Document passage:
——

I recently came to a realization while watching Louis Malle’s mesmerizing series Phantom India: My favorite type of movie is the documentary. They are simply more fascinating in terms of editing and in terms of the relationship between actor, director, and spectator. They make for the most fascinating commentary on how the movies construct reality. In short, they make for the most fascinating cinema.
I once wrote an essay for the publication The Open Forum in which I proclaimed that “all films are documentaries.” It was motivated by playwright David Mamet’s declaration “all directors should strive to be documentary filmmakers.” By that he meant that directors work too hard trying to get actors and camera to express things beyond their reach. I’ve often read in a screenplay things like: “Filled with anticipation, [character name here] enters the room. He takes his seat at the head of the table, alert to whatever fate may throw his way next.”
Now, Mamet’s point is that one simply cannot film these things, at least not easily. How does an actor act out anticipation and alertness? What documentary filmmakers do on a daily basis is shoot shots of this and that, a shot of a couple kissing in a park, a shot of birds flying. He then finds a way to stitch them together in the editing to give them meaning. Mamet offers the example of taking a shot of a foot stepping on a twig and cutting it to a shot of a deer suddenly lifting its head to create the idea of alertness. Neither shot carried the meaning of alertness. Neither shot carried much meaning at all. But combined, they create meaning. In fiction films, Mamet argues, actors shouldn’t be required to create any more meaning than that foot stepping on a twig or deer lifting its head. Let the editing do the work.
This notion of letting the editing create meaning is – as Mamet points out – almost as old as the cinema. It all started in Russia with the pioneering silent filmmakers Lev Kuleshov and Sergei Eisenstein. Kuleshov is famous for having conducted an experiment where he filmed neutral, expressionless shots of actor Ivan Mozzhukhin. He then edited them in an alternating fashion with shots of a steaming bowl of soup, a pretty girl, and a coffin. Showing it to an audience, he was pleased and amazed to hear their raves over the actor’s versatility in expressing feelings of hunger, desire, and grief.

——

Provided material:
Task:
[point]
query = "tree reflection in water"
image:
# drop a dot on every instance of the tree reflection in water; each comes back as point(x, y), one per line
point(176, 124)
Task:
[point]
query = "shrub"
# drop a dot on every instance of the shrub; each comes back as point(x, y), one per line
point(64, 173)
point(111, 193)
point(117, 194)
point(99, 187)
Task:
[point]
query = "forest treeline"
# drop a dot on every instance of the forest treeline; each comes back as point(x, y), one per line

——

Could you continue the essay on documentaries and film editing above, picking up after its final sentence?

Response to this exercise:
Eisenstein expanded this experiment into a complete theory of film editing, his theory of dialectical montage. Up to that point, Hollywood filmmaking had emphasized the easy flow from one shot to the next as the audience is carried through the events of a story. Eisenstein was interested in putting the shots at war with each other, making them crash into each other. And out of these collisions would spring to life new meaning. In his most famous film, The Battleship Potemkin, he (to offer a simple example) cut together three successive shots of lion statues – sleeping, head raised, sitting up – to express the awakening of anger and rebellion.
We get an example of this – a conscious commentary – in Chris Marker’s remarkable documentary essay Sans Soleil. He cuts from a Japanese cartoon shot of a gun being fired to a giraffe stumbling in Africa. Now, it is obvious that the bullet from that gun did not strike that animal and yet the connection enters our imagination all the same. It is no different really from the more devious temporal rearrangements by Michael Moore in Roger & Me to create a make believe timeline to better hang Roger Smith. Or rather, it is no different except that the trickery behind Moore’s creative editing is not obvious.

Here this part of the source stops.